* **GOAL**
Count the lines in the material below that contain the string "metal", with case counting, and reply with that number alone.

(Bounding-box records)
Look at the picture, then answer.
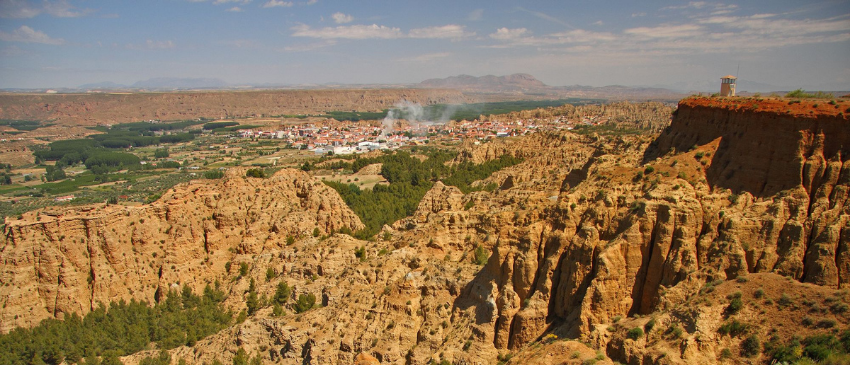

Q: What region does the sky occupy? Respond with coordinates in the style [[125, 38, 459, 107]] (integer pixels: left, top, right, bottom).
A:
[[0, 0, 850, 90]]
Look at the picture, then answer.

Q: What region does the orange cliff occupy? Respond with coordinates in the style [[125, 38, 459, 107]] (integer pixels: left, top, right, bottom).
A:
[[646, 97, 850, 197]]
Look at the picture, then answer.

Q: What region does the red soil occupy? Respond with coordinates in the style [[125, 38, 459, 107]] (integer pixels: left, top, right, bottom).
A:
[[679, 97, 850, 119]]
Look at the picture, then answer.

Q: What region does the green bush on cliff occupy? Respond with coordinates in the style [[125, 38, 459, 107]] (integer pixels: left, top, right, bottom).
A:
[[0, 285, 233, 365]]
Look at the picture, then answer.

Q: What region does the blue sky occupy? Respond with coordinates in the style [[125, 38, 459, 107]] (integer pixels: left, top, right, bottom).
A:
[[0, 0, 850, 90]]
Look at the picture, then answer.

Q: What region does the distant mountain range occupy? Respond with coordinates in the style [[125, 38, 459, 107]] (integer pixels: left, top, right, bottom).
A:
[[79, 77, 230, 90], [418, 74, 549, 92], [5, 73, 848, 100]]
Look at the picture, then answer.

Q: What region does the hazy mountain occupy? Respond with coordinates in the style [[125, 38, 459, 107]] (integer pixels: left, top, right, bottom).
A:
[[418, 74, 548, 92], [78, 81, 128, 90], [132, 77, 228, 89]]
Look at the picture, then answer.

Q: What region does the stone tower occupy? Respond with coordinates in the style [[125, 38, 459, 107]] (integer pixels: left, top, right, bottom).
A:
[[720, 75, 738, 96]]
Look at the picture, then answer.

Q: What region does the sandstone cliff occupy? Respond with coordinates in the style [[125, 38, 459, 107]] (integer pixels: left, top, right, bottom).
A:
[[0, 99, 850, 364], [0, 169, 362, 331]]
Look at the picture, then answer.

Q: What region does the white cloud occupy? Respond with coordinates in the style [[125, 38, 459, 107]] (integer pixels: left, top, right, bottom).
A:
[[408, 24, 475, 39], [219, 39, 260, 48], [0, 0, 41, 18], [661, 1, 704, 10], [490, 28, 531, 41], [0, 25, 65, 45], [549, 29, 617, 43], [396, 52, 452, 63], [623, 24, 702, 38], [44, 0, 92, 18], [292, 24, 404, 39], [263, 0, 292, 8], [0, 0, 93, 18], [331, 12, 354, 24], [125, 39, 174, 50], [283, 39, 336, 52]]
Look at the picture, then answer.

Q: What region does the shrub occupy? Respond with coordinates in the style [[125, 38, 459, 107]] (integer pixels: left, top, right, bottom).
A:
[[643, 318, 655, 333], [726, 298, 744, 314], [272, 281, 292, 305], [354, 246, 366, 261], [776, 293, 794, 307], [741, 335, 761, 357], [475, 246, 490, 265], [626, 327, 643, 340], [292, 293, 316, 313], [717, 319, 750, 337], [245, 169, 266, 179]]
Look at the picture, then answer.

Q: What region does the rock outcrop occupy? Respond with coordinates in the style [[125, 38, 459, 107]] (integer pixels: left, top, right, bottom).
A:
[[0, 169, 362, 331], [0, 99, 850, 364]]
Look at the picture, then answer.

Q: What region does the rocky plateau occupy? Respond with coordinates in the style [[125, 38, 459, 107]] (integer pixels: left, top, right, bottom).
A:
[[0, 98, 850, 364]]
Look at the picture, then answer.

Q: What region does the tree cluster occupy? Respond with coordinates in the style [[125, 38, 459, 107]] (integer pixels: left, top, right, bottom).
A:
[[0, 285, 233, 365], [325, 149, 522, 239]]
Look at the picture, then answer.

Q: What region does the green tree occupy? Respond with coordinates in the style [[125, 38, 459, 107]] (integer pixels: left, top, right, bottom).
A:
[[245, 169, 266, 179], [233, 347, 248, 365], [272, 281, 292, 305], [293, 293, 316, 313]]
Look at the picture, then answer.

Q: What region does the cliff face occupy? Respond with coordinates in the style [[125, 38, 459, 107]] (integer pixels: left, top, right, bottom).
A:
[[0, 99, 850, 364], [0, 169, 362, 332], [647, 98, 850, 197], [0, 89, 467, 125]]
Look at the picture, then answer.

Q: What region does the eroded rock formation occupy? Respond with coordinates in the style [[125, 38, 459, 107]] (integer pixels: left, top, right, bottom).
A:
[[0, 99, 850, 364]]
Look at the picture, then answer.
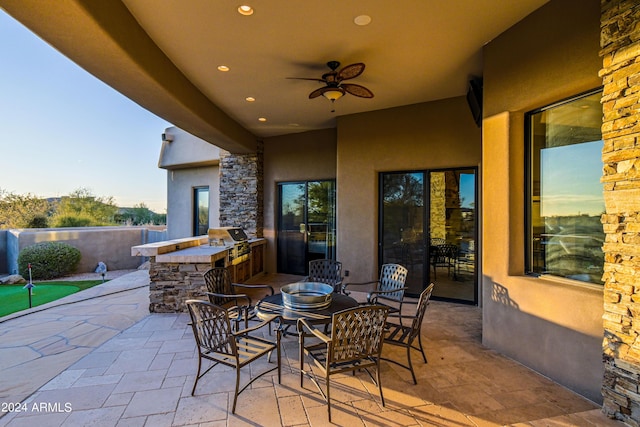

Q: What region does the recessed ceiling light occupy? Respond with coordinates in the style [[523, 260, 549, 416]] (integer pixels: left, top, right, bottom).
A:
[[238, 4, 253, 16], [353, 15, 371, 27]]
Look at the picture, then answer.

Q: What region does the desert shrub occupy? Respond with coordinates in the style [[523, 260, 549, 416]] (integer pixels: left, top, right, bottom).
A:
[[27, 215, 49, 228], [18, 242, 81, 280]]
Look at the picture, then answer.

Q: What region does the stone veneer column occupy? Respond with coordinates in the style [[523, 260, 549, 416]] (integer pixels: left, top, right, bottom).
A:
[[220, 142, 264, 238], [600, 0, 640, 426]]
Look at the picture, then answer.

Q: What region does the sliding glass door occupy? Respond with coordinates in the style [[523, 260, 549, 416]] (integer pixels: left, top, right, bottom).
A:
[[277, 180, 336, 275], [379, 168, 478, 304]]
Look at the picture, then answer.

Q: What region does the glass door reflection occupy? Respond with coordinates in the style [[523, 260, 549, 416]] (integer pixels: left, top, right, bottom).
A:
[[379, 168, 478, 304]]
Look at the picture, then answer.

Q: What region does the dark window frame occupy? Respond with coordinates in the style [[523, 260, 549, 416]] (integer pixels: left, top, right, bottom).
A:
[[524, 86, 604, 286]]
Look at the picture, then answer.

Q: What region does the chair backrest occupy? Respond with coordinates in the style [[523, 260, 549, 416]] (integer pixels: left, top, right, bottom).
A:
[[327, 305, 389, 364], [377, 264, 409, 301], [204, 267, 235, 305], [308, 259, 342, 292], [409, 283, 434, 342], [186, 300, 238, 358]]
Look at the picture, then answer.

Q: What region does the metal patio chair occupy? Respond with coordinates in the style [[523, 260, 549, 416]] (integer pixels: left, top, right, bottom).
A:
[[382, 283, 434, 384], [297, 305, 389, 422], [186, 300, 281, 414], [431, 244, 458, 279], [342, 264, 409, 316], [304, 259, 342, 293], [204, 267, 274, 330]]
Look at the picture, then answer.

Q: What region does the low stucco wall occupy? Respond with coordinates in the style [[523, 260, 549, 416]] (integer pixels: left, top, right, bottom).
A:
[[6, 227, 166, 273]]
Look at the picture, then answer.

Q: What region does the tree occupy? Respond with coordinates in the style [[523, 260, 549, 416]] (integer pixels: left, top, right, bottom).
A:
[[0, 188, 51, 228], [116, 202, 167, 225], [50, 188, 118, 227]]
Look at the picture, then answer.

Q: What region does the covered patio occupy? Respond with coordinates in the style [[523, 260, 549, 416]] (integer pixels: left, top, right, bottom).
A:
[[0, 270, 620, 427]]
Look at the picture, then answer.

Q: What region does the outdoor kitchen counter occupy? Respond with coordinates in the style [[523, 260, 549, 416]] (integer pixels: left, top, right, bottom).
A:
[[131, 236, 266, 265], [131, 236, 267, 313]]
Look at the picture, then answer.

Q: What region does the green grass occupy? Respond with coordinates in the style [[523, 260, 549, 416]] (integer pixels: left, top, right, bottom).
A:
[[0, 280, 102, 317]]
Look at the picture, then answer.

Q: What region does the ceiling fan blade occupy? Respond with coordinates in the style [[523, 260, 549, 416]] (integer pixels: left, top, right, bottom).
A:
[[338, 62, 364, 80], [285, 77, 326, 83], [309, 86, 331, 99], [340, 83, 373, 98]]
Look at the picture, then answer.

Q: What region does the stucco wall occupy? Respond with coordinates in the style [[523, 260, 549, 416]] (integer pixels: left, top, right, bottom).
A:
[[481, 0, 603, 402], [167, 165, 220, 239], [337, 97, 482, 282], [263, 129, 336, 273], [7, 227, 152, 273]]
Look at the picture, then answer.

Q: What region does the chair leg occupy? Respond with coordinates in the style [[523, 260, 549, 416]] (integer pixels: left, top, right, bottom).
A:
[[231, 366, 240, 414], [191, 354, 202, 396], [376, 359, 385, 407], [418, 334, 427, 363], [276, 331, 282, 384], [298, 334, 304, 388], [325, 367, 331, 422], [407, 345, 418, 384]]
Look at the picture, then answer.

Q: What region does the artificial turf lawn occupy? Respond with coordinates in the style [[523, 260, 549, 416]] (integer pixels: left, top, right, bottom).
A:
[[0, 280, 102, 317]]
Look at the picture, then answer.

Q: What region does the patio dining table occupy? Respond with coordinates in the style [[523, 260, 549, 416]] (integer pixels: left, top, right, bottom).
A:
[[256, 293, 358, 326]]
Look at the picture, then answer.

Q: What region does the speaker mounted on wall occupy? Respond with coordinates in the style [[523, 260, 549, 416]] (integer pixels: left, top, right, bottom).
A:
[[467, 77, 482, 127]]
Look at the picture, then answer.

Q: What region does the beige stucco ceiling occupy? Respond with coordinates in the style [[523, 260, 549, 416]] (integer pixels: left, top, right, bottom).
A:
[[0, 0, 547, 152]]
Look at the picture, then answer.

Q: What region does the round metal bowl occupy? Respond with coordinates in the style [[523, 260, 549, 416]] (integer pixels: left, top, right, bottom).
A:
[[280, 282, 333, 310]]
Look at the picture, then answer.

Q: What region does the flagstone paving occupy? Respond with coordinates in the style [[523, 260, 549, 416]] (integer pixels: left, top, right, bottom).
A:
[[0, 271, 623, 427]]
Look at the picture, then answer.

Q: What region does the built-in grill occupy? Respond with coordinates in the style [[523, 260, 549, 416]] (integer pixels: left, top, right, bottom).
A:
[[208, 227, 251, 265]]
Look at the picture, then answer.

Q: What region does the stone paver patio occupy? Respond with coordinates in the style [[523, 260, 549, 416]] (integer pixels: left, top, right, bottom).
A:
[[0, 271, 623, 427]]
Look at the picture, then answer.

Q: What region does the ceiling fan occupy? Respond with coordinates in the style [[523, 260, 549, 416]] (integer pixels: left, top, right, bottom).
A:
[[289, 61, 373, 111]]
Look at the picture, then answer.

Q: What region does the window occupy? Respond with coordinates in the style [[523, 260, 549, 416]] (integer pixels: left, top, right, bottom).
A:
[[526, 90, 604, 284], [193, 187, 209, 236]]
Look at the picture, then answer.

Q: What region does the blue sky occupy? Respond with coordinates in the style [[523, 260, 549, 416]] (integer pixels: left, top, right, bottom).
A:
[[0, 10, 171, 213], [540, 141, 604, 217]]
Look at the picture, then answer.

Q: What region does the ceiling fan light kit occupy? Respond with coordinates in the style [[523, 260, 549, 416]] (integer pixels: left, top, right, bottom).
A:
[[289, 61, 373, 112]]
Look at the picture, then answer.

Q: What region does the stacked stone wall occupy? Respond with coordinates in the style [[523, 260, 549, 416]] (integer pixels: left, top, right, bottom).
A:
[[600, 0, 640, 426], [220, 143, 264, 237], [149, 257, 211, 313]]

* **TASK OUTPUT**
2